[WORK ITEM] Take the line that contains "Isolate any visible green t-shirt." as the first line and the final line of the records as the last; return exactly those lines and the lines between.

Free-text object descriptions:
───

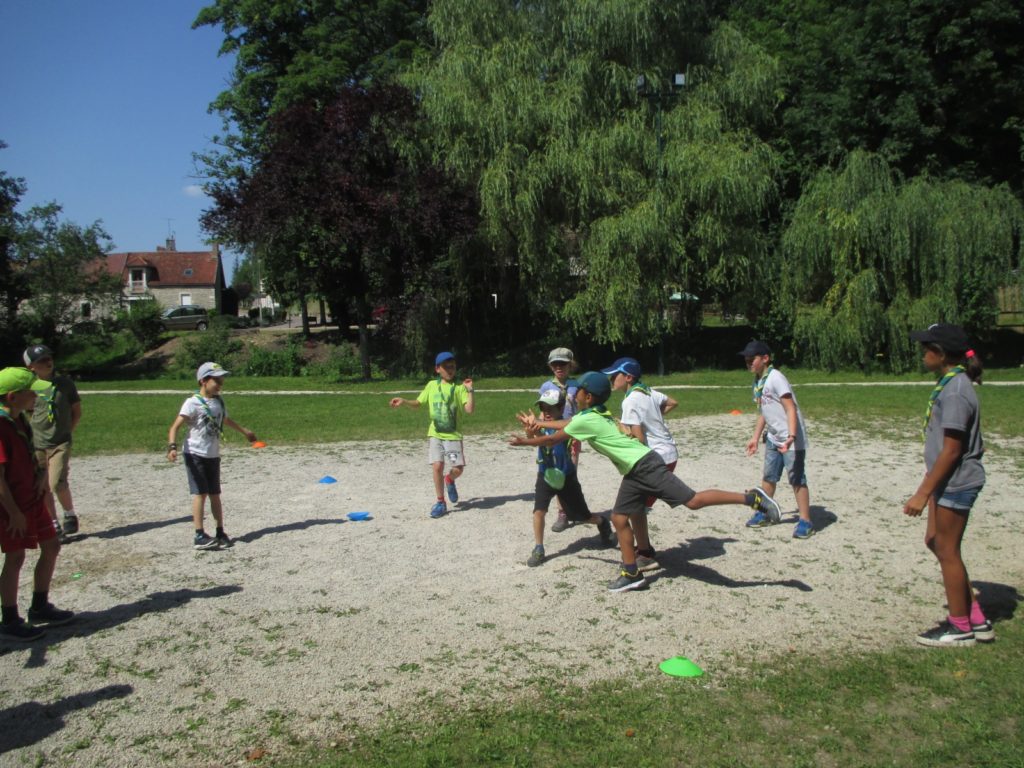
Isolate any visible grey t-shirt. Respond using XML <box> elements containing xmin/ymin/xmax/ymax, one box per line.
<box><xmin>924</xmin><ymin>372</ymin><xmax>985</xmax><ymax>492</ymax></box>
<box><xmin>758</xmin><ymin>369</ymin><xmax>807</xmax><ymax>450</ymax></box>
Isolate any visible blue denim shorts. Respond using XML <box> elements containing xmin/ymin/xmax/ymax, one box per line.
<box><xmin>936</xmin><ymin>485</ymin><xmax>983</xmax><ymax>512</ymax></box>
<box><xmin>763</xmin><ymin>443</ymin><xmax>808</xmax><ymax>487</ymax></box>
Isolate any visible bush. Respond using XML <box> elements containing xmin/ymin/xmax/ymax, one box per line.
<box><xmin>59</xmin><ymin>330</ymin><xmax>142</xmax><ymax>374</ymax></box>
<box><xmin>306</xmin><ymin>343</ymin><xmax>383</xmax><ymax>381</ymax></box>
<box><xmin>240</xmin><ymin>338</ymin><xmax>304</xmax><ymax>377</ymax></box>
<box><xmin>173</xmin><ymin>326</ymin><xmax>242</xmax><ymax>377</ymax></box>
<box><xmin>121</xmin><ymin>300</ymin><xmax>165</xmax><ymax>349</ymax></box>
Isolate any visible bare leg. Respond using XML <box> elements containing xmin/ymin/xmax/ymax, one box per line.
<box><xmin>431</xmin><ymin>462</ymin><xmax>445</xmax><ymax>499</ymax></box>
<box><xmin>209</xmin><ymin>495</ymin><xmax>224</xmax><ymax>528</ymax></box>
<box><xmin>532</xmin><ymin>509</ymin><xmax>546</xmax><ymax>546</ymax></box>
<box><xmin>630</xmin><ymin>511</ymin><xmax>652</xmax><ymax>550</ymax></box>
<box><xmin>33</xmin><ymin>537</ymin><xmax>60</xmax><ymax>594</ymax></box>
<box><xmin>612</xmin><ymin>512</ymin><xmax>635</xmax><ymax>566</ymax></box>
<box><xmin>925</xmin><ymin>500</ymin><xmax>972</xmax><ymax>617</ymax></box>
<box><xmin>794</xmin><ymin>484</ymin><xmax>811</xmax><ymax>522</ymax></box>
<box><xmin>685</xmin><ymin>489</ymin><xmax>748</xmax><ymax>509</ymax></box>
<box><xmin>1</xmin><ymin>550</ymin><xmax>26</xmax><ymax>608</ymax></box>
<box><xmin>191</xmin><ymin>494</ymin><xmax>208</xmax><ymax>530</ymax></box>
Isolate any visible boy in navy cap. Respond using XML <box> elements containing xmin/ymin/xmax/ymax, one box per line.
<box><xmin>512</xmin><ymin>371</ymin><xmax>780</xmax><ymax>592</ymax></box>
<box><xmin>390</xmin><ymin>351</ymin><xmax>475</xmax><ymax>518</ymax></box>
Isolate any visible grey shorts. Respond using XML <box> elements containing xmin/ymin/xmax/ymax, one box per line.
<box><xmin>184</xmin><ymin>454</ymin><xmax>221</xmax><ymax>496</ymax></box>
<box><xmin>534</xmin><ymin>471</ymin><xmax>591</xmax><ymax>520</ymax></box>
<box><xmin>614</xmin><ymin>452</ymin><xmax>696</xmax><ymax>516</ymax></box>
<box><xmin>428</xmin><ymin>438</ymin><xmax>466</xmax><ymax>468</ymax></box>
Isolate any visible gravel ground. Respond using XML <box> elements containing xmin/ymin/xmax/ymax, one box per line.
<box><xmin>1</xmin><ymin>414</ymin><xmax>1022</xmax><ymax>766</ymax></box>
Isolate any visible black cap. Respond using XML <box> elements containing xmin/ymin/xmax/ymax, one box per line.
<box><xmin>909</xmin><ymin>323</ymin><xmax>970</xmax><ymax>353</ymax></box>
<box><xmin>23</xmin><ymin>344</ymin><xmax>54</xmax><ymax>365</ymax></box>
<box><xmin>739</xmin><ymin>340</ymin><xmax>771</xmax><ymax>357</ymax></box>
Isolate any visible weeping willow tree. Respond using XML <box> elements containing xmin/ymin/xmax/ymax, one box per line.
<box><xmin>782</xmin><ymin>150</ymin><xmax>1024</xmax><ymax>371</ymax></box>
<box><xmin>408</xmin><ymin>1</ymin><xmax>782</xmax><ymax>346</ymax></box>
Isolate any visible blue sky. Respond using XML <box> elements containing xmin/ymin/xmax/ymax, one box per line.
<box><xmin>0</xmin><ymin>1</ymin><xmax>242</xmax><ymax>278</ymax></box>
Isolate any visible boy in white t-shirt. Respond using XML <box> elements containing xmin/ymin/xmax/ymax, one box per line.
<box><xmin>166</xmin><ymin>362</ymin><xmax>258</xmax><ymax>550</ymax></box>
<box><xmin>740</xmin><ymin>341</ymin><xmax>813</xmax><ymax>539</ymax></box>
<box><xmin>602</xmin><ymin>357</ymin><xmax>679</xmax><ymax>571</ymax></box>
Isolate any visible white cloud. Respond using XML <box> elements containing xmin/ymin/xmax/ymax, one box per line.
<box><xmin>183</xmin><ymin>184</ymin><xmax>205</xmax><ymax>198</ymax></box>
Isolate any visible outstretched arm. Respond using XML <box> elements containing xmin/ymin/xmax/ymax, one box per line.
<box><xmin>389</xmin><ymin>397</ymin><xmax>422</xmax><ymax>409</ymax></box>
<box><xmin>509</xmin><ymin>428</ymin><xmax>570</xmax><ymax>448</ymax></box>
<box><xmin>224</xmin><ymin>416</ymin><xmax>256</xmax><ymax>443</ymax></box>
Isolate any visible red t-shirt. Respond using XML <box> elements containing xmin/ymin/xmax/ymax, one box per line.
<box><xmin>0</xmin><ymin>414</ymin><xmax>39</xmax><ymax>513</ymax></box>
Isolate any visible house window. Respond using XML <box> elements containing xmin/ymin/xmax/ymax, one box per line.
<box><xmin>130</xmin><ymin>268</ymin><xmax>147</xmax><ymax>293</ymax></box>
<box><xmin>80</xmin><ymin>301</ymin><xmax>92</xmax><ymax>318</ymax></box>
<box><xmin>180</xmin><ymin>293</ymin><xmax>192</xmax><ymax>306</ymax></box>
<box><xmin>183</xmin><ymin>268</ymin><xmax>194</xmax><ymax>277</ymax></box>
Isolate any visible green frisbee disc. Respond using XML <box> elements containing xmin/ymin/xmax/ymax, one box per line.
<box><xmin>659</xmin><ymin>656</ymin><xmax>704</xmax><ymax>677</ymax></box>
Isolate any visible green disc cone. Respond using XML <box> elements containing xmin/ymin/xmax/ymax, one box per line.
<box><xmin>659</xmin><ymin>656</ymin><xmax>704</xmax><ymax>677</ymax></box>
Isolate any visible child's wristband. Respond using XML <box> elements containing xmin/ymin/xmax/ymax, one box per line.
<box><xmin>167</xmin><ymin>443</ymin><xmax>177</xmax><ymax>451</ymax></box>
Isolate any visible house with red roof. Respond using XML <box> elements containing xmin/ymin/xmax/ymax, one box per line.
<box><xmin>104</xmin><ymin>238</ymin><xmax>225</xmax><ymax>312</ymax></box>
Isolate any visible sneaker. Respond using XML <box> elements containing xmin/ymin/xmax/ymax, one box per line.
<box><xmin>597</xmin><ymin>518</ymin><xmax>615</xmax><ymax>546</ymax></box>
<box><xmin>748</xmin><ymin>488</ymin><xmax>781</xmax><ymax>524</ymax></box>
<box><xmin>607</xmin><ymin>569</ymin><xmax>649</xmax><ymax>593</ymax></box>
<box><xmin>429</xmin><ymin>501</ymin><xmax>448</xmax><ymax>519</ymax></box>
<box><xmin>971</xmin><ymin>620</ymin><xmax>995</xmax><ymax>643</ymax></box>
<box><xmin>62</xmin><ymin>514</ymin><xmax>79</xmax><ymax>535</ymax></box>
<box><xmin>636</xmin><ymin>553</ymin><xmax>660</xmax><ymax>572</ymax></box>
<box><xmin>526</xmin><ymin>546</ymin><xmax>545</xmax><ymax>567</ymax></box>
<box><xmin>793</xmin><ymin>519</ymin><xmax>815</xmax><ymax>539</ymax></box>
<box><xmin>551</xmin><ymin>512</ymin><xmax>570</xmax><ymax>533</ymax></box>
<box><xmin>915</xmin><ymin>621</ymin><xmax>975</xmax><ymax>648</ymax></box>
<box><xmin>27</xmin><ymin>603</ymin><xmax>75</xmax><ymax>627</ymax></box>
<box><xmin>193</xmin><ymin>532</ymin><xmax>220</xmax><ymax>550</ymax></box>
<box><xmin>745</xmin><ymin>511</ymin><xmax>770</xmax><ymax>528</ymax></box>
<box><xmin>445</xmin><ymin>479</ymin><xmax>458</xmax><ymax>504</ymax></box>
<box><xmin>54</xmin><ymin>521</ymin><xmax>70</xmax><ymax>544</ymax></box>
<box><xmin>215</xmin><ymin>531</ymin><xmax>234</xmax><ymax>549</ymax></box>
<box><xmin>0</xmin><ymin>619</ymin><xmax>45</xmax><ymax>642</ymax></box>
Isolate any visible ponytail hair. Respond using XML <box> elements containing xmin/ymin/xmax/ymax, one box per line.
<box><xmin>949</xmin><ymin>348</ymin><xmax>984</xmax><ymax>384</ymax></box>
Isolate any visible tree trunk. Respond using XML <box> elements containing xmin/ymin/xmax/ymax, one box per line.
<box><xmin>299</xmin><ymin>289</ymin><xmax>311</xmax><ymax>337</ymax></box>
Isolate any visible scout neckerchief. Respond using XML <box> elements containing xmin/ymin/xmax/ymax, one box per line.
<box><xmin>752</xmin><ymin>365</ymin><xmax>774</xmax><ymax>404</ymax></box>
<box><xmin>579</xmin><ymin>404</ymin><xmax>616</xmax><ymax>419</ymax></box>
<box><xmin>35</xmin><ymin>382</ymin><xmax>56</xmax><ymax>423</ymax></box>
<box><xmin>193</xmin><ymin>391</ymin><xmax>225</xmax><ymax>435</ymax></box>
<box><xmin>433</xmin><ymin>377</ymin><xmax>459</xmax><ymax>431</ymax></box>
<box><xmin>0</xmin><ymin>405</ymin><xmax>36</xmax><ymax>454</ymax></box>
<box><xmin>627</xmin><ymin>381</ymin><xmax>651</xmax><ymax>396</ymax></box>
<box><xmin>923</xmin><ymin>365</ymin><xmax>965</xmax><ymax>436</ymax></box>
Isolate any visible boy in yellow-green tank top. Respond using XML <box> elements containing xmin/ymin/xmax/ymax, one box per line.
<box><xmin>389</xmin><ymin>351</ymin><xmax>475</xmax><ymax>518</ymax></box>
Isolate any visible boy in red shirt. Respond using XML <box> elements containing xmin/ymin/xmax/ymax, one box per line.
<box><xmin>0</xmin><ymin>367</ymin><xmax>75</xmax><ymax>641</ymax></box>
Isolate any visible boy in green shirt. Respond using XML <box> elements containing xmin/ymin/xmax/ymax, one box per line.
<box><xmin>512</xmin><ymin>371</ymin><xmax>780</xmax><ymax>592</ymax></box>
<box><xmin>390</xmin><ymin>351</ymin><xmax>475</xmax><ymax>518</ymax></box>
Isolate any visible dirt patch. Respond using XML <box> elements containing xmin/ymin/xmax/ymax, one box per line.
<box><xmin>1</xmin><ymin>415</ymin><xmax>1021</xmax><ymax>766</ymax></box>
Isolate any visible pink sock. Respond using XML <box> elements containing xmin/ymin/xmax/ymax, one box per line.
<box><xmin>948</xmin><ymin>615</ymin><xmax>971</xmax><ymax>632</ymax></box>
<box><xmin>969</xmin><ymin>601</ymin><xmax>987</xmax><ymax>625</ymax></box>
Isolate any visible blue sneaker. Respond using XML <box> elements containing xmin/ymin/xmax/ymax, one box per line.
<box><xmin>430</xmin><ymin>501</ymin><xmax>448</xmax><ymax>519</ymax></box>
<box><xmin>745</xmin><ymin>511</ymin><xmax>770</xmax><ymax>528</ymax></box>
<box><xmin>793</xmin><ymin>519</ymin><xmax>815</xmax><ymax>539</ymax></box>
<box><xmin>445</xmin><ymin>478</ymin><xmax>458</xmax><ymax>504</ymax></box>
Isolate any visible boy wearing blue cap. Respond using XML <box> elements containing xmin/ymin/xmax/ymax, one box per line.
<box><xmin>0</xmin><ymin>367</ymin><xmax>75</xmax><ymax>641</ymax></box>
<box><xmin>512</xmin><ymin>371</ymin><xmax>780</xmax><ymax>592</ymax></box>
<box><xmin>602</xmin><ymin>357</ymin><xmax>679</xmax><ymax>571</ymax></box>
<box><xmin>390</xmin><ymin>351</ymin><xmax>475</xmax><ymax>518</ymax></box>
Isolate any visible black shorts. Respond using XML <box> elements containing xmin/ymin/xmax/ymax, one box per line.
<box><xmin>184</xmin><ymin>454</ymin><xmax>221</xmax><ymax>496</ymax></box>
<box><xmin>614</xmin><ymin>451</ymin><xmax>695</xmax><ymax>516</ymax></box>
<box><xmin>533</xmin><ymin>471</ymin><xmax>591</xmax><ymax>521</ymax></box>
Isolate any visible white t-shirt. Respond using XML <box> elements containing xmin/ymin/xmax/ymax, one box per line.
<box><xmin>620</xmin><ymin>387</ymin><xmax>678</xmax><ymax>464</ymax></box>
<box><xmin>757</xmin><ymin>369</ymin><xmax>807</xmax><ymax>450</ymax></box>
<box><xmin>179</xmin><ymin>394</ymin><xmax>225</xmax><ymax>458</ymax></box>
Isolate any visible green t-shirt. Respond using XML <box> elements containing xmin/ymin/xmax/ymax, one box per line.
<box><xmin>31</xmin><ymin>375</ymin><xmax>81</xmax><ymax>449</ymax></box>
<box><xmin>417</xmin><ymin>379</ymin><xmax>470</xmax><ymax>440</ymax></box>
<box><xmin>564</xmin><ymin>408</ymin><xmax>650</xmax><ymax>475</ymax></box>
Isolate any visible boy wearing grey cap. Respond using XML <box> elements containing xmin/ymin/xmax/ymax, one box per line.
<box><xmin>166</xmin><ymin>362</ymin><xmax>258</xmax><ymax>550</ymax></box>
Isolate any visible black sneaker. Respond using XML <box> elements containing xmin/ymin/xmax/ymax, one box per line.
<box><xmin>526</xmin><ymin>546</ymin><xmax>545</xmax><ymax>567</ymax></box>
<box><xmin>607</xmin><ymin>569</ymin><xmax>649</xmax><ymax>593</ymax></box>
<box><xmin>0</xmin><ymin>619</ymin><xmax>45</xmax><ymax>642</ymax></box>
<box><xmin>915</xmin><ymin>621</ymin><xmax>975</xmax><ymax>647</ymax></box>
<box><xmin>27</xmin><ymin>603</ymin><xmax>75</xmax><ymax>627</ymax></box>
<box><xmin>215</xmin><ymin>532</ymin><xmax>234</xmax><ymax>549</ymax></box>
<box><xmin>551</xmin><ymin>512</ymin><xmax>569</xmax><ymax>533</ymax></box>
<box><xmin>62</xmin><ymin>514</ymin><xmax>80</xmax><ymax>535</ymax></box>
<box><xmin>193</xmin><ymin>532</ymin><xmax>220</xmax><ymax>551</ymax></box>
<box><xmin>747</xmin><ymin>488</ymin><xmax>782</xmax><ymax>524</ymax></box>
<box><xmin>971</xmin><ymin>620</ymin><xmax>995</xmax><ymax>643</ymax></box>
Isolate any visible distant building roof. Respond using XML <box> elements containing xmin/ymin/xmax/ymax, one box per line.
<box><xmin>105</xmin><ymin>245</ymin><xmax>222</xmax><ymax>287</ymax></box>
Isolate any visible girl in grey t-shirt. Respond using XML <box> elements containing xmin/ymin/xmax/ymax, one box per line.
<box><xmin>903</xmin><ymin>324</ymin><xmax>990</xmax><ymax>648</ymax></box>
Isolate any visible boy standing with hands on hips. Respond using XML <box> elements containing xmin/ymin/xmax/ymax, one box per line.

───

[WRITTEN ANSWER]
Isolate any visible green t-shirt. Respond using XML <box> elements containing xmin/ymin/xmax/ymax, one box per line.
<box><xmin>31</xmin><ymin>375</ymin><xmax>81</xmax><ymax>449</ymax></box>
<box><xmin>417</xmin><ymin>379</ymin><xmax>470</xmax><ymax>440</ymax></box>
<box><xmin>564</xmin><ymin>408</ymin><xmax>650</xmax><ymax>475</ymax></box>
Isolate any visible boy wearing grey cap. Respond using XML <box> elements containing xmin/ymin/xmax/ymax, one box per line.
<box><xmin>166</xmin><ymin>362</ymin><xmax>258</xmax><ymax>550</ymax></box>
Isolate any visible black sneaker. Respond using XML <box> elements containing xmin/ymin/xmax/ymax, one box per line.
<box><xmin>526</xmin><ymin>546</ymin><xmax>545</xmax><ymax>567</ymax></box>
<box><xmin>607</xmin><ymin>569</ymin><xmax>649</xmax><ymax>593</ymax></box>
<box><xmin>0</xmin><ymin>619</ymin><xmax>45</xmax><ymax>642</ymax></box>
<box><xmin>915</xmin><ymin>621</ymin><xmax>975</xmax><ymax>647</ymax></box>
<box><xmin>27</xmin><ymin>603</ymin><xmax>75</xmax><ymax>627</ymax></box>
<box><xmin>215</xmin><ymin>532</ymin><xmax>234</xmax><ymax>549</ymax></box>
<box><xmin>551</xmin><ymin>512</ymin><xmax>569</xmax><ymax>533</ymax></box>
<box><xmin>62</xmin><ymin>514</ymin><xmax>80</xmax><ymax>535</ymax></box>
<box><xmin>193</xmin><ymin>532</ymin><xmax>220</xmax><ymax>551</ymax></box>
<box><xmin>747</xmin><ymin>488</ymin><xmax>782</xmax><ymax>524</ymax></box>
<box><xmin>971</xmin><ymin>620</ymin><xmax>995</xmax><ymax>643</ymax></box>
Isolate any visible distant building roof. Respond using XML <box> elements containing xmin/ymin/xmax/ymax, one box per line.
<box><xmin>105</xmin><ymin>245</ymin><xmax>222</xmax><ymax>287</ymax></box>
Isolate any visible girl in grey t-shirt. Respond using XML <box> elements containing xmin/ymin/xmax/ymax, one box per line.
<box><xmin>903</xmin><ymin>324</ymin><xmax>990</xmax><ymax>648</ymax></box>
Isolate any visible boy standing with hands on hips. Respond using XML <box> elements containing xmin/ymin/xmax/ymax, one box per line.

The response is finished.